- [WHAT YOU ARE ASKED TO DO]
The listing below should be written out exactly; please include all of it.

- [EXCERPTED RECORDS]
• • •
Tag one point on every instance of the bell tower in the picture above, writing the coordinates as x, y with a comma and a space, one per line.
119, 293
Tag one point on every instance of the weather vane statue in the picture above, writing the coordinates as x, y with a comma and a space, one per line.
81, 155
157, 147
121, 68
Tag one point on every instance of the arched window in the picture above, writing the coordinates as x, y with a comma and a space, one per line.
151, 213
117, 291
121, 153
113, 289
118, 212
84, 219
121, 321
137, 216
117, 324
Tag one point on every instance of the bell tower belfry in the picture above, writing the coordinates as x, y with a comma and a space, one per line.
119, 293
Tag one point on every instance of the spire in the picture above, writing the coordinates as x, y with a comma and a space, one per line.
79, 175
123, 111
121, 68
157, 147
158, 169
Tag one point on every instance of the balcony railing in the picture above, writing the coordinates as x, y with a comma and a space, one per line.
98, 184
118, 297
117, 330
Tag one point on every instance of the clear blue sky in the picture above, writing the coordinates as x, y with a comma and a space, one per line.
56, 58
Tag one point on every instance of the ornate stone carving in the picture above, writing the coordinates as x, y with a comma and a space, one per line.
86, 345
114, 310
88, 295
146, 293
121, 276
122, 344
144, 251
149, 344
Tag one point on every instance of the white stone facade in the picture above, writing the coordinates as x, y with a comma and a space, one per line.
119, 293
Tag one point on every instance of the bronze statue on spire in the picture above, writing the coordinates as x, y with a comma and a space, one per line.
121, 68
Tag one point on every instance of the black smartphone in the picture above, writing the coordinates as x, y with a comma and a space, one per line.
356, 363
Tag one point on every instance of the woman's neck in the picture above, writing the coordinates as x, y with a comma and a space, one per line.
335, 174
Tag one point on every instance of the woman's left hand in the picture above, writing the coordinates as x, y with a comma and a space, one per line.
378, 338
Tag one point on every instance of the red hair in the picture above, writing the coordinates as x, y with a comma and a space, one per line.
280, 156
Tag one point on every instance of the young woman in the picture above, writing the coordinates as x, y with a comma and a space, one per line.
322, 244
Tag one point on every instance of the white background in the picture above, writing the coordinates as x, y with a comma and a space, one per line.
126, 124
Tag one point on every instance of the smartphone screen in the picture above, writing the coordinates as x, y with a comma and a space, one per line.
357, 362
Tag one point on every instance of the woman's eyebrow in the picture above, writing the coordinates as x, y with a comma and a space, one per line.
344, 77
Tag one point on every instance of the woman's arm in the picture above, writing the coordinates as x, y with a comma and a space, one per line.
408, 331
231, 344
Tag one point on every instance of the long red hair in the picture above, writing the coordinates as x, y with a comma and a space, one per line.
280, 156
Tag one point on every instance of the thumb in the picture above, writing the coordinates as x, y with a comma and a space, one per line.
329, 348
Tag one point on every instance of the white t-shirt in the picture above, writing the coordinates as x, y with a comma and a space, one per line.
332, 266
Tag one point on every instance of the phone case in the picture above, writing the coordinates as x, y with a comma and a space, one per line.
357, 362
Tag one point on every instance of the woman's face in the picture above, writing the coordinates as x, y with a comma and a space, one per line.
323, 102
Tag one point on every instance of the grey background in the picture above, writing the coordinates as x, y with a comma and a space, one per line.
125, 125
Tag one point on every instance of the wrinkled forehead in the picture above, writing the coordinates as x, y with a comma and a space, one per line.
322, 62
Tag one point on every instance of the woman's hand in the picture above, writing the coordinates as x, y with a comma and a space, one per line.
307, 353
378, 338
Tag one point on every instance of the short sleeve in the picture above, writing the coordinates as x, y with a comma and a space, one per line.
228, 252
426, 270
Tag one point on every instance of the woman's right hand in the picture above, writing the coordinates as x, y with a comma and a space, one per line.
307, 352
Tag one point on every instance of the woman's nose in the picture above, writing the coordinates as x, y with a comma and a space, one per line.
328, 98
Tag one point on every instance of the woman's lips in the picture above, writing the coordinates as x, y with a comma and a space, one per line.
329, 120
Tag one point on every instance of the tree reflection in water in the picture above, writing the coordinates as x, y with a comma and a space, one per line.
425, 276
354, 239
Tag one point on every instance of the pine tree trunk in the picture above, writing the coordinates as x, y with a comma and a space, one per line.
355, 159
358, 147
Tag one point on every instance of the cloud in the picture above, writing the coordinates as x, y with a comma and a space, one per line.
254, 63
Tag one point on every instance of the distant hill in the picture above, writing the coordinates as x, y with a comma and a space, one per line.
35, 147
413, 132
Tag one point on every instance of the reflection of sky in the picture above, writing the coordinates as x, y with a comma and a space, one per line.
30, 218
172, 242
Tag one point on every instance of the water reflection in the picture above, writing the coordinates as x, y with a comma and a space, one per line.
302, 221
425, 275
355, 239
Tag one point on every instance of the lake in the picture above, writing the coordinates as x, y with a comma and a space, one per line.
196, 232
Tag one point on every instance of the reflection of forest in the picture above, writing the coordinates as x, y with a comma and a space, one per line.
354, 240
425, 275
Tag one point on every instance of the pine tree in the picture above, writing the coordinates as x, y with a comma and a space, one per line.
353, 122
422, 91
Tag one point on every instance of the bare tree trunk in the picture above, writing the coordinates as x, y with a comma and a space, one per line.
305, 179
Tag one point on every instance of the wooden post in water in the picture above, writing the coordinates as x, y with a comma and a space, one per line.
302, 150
• • •
- [RESPONSE TO THIS EXERCISE]
Tag one point on every instance of the bell tower in the picture above, writing the coordinates as x, y with a comma and a space, one per line.
119, 293
Tag one point on every instance of the weather vane statue in the picture above, writing the coordinates as x, y with a comma and a space, one per line.
81, 155
157, 147
121, 68
Tag one point on every instance of the arched window in the picture above, writing the coordinates as x, y with a comma and a space, one per line.
151, 213
117, 291
121, 153
113, 289
118, 212
84, 219
121, 321
137, 216
117, 324
Tag one point on every instance of the bell tower belfry in the picture above, writing the coordinates as x, y with a comma and a space, one per line.
119, 293
Tag one point on every instance of the spire in the picture above, writing the coordinates as x, y with a comma and a space, one per line.
79, 175
123, 111
121, 68
157, 147
158, 169
Tag one point on every instance of the balcony railing in the picture above, writing the coordinates as x, y with a comma and a space, one per line.
98, 184
118, 297
117, 330
Tag one point on every instance of the clear blue sky in the picture above, writing the coordinates as x, y with a comma and a space, one per line.
56, 58
Tag one point on every instance of the ornate stone carving in the picture above, writing the coordinates as x, y with a comma and a space, one per line.
86, 345
114, 310
88, 295
146, 293
121, 276
122, 344
144, 251
149, 344
Tag one point on every instance of the white stone facade in the picture above, writing the coordinates as x, y with a comma and a space, one per line.
119, 293
Tag one point on every instance of the bronze statue on spire in the picture above, writing the coordinates as x, y with a comma and a space, one per line.
121, 68
Tag one point on every instance of the black smartphone in the picture above, writing the coordinates as x, y with a comma and a space, one per line.
356, 363
Tag one point on every instance of the woman's neck in the picture above, writing the coordinates as x, y with a comma and a space, one per line.
335, 174
Tag one point on every instance of the woman's left hand in the picture above, writing the coordinates as x, y with a comma and a space, one per line.
378, 338
Tag one point on every instance of the red hair in the picture above, writing the coordinates as x, y with a comma and a space, one per line.
280, 156
Tag one point on every instance of the young woman in the picture above, writing the coordinates as x, y with a comma and a space, one per line.
322, 244
Tag one point on every instance of the white background in the picture above, writing the coordinates as x, y with a comma and a space, one per line.
126, 124
Tag one point on every instance of the smartphone screen in the picture above, writing the coordinates as x, y with a comma and a space, one per line.
357, 362
Tag one point on every instance of the woman's eyebrow in the picture above, writing the coordinates as x, y with a comma and a space, one per line.
344, 77
Tag one point on every instance of the woman's arm in the picture above, writing the coordinates as x, y with a comma and a space, one per line.
408, 331
231, 344
Tag one point on every instance of the long red hair in the picture above, writing the coordinates as x, y with a comma and a space, one per line.
280, 156
Tag one point on every instance of the thumb in the picture above, writing the coordinates as x, y with a comma and a space, one per line.
329, 348
Tag one point on every instance of the white t-shirt in the picture above, writing the coordinates as x, y with a comma and a space, one per line.
332, 266
Tag one point on every instance of the phone case in the picture above, writing the coordinates as x, y with a comma and a space, one per line.
357, 362
Tag one point on every instance of the woman's face in the picture above, writing the coordinates as x, y with a comma and a space, one per line.
323, 102
Tag one point on every instance of the grey background in the picture above, writing the coordinates as x, y with a comma and a space, one per line.
125, 125
Tag one point on every instance of the wrinkled forehead in the picture above, writing the coordinates as x, y with a comma and a space, one per line.
322, 62
Tag one point on every instance of the woman's hand in the picture above, writing the coordinates as x, y with a comma and a space, one per line.
307, 353
378, 338
Tag one point on every instance of the short sleeve in the picture above, writing the coordinates as x, y with a comma and a space, one per line.
228, 252
426, 270
Tag one point on every instance of the woman's right hand in the picture above, writing the coordinates as x, y with a comma and a space, one per line.
307, 352
Tag one point on every instance of the woman's nose in the picture above, writing the coordinates as x, y with a comma and a space, one per line.
328, 98
Tag one point on every instance of the woman's lips in the picture above, writing the coordinates as x, y with a comma and a space, one per line.
329, 120
Tag one point on every instance of the tree reflection in water in the picture above, writing the coordinates as x, y with a comma and a space, one per line.
425, 276
354, 239
Tag one point on every instance of the pine tree trunk in the picture above, writing the coordinates as x, y with a comma and a space, one per line.
355, 159
358, 147
Tag one point on every instance of the cloud in the picture above, writing the coordinates as x, y with a comma and a space, one per line.
254, 63
Tag one point on every instance of the distant hill in the picture above, writing the coordinates as x, y with a comma and a space, one per line.
35, 147
413, 132
Tag one point on every instance of the reflection of sky in the picture above, writing the coordinates as x, y with a comma and a space, one per line.
30, 218
172, 242
Tag one point on every instance of the water reflection in the picture above, writing the coordinates as x, y with a comma and a space, one per line.
302, 221
425, 275
355, 239
Tag one point on every instance of the lake in the picture above, writing the coordinates as x, y with a comma and a space, one per line.
196, 232
Tag one point on every instance of the reflection of forest in the picture above, writing the coordinates as x, y with a comma and a space, one per line.
354, 240
425, 275
Tag one point on every instance of the pine tree in the picture above, writing the coordinates as x, y with a comma and a space, one per line.
353, 122
422, 91
Tag one point on every instance of the bare tree trunk in the picture above, writing the coordinates as x, y with a comma and a space, one per line.
305, 179
Tag one point on every instance of the wooden post in water in the picture above, writing the coordinates as x, y with a comma and a space, one per line.
302, 150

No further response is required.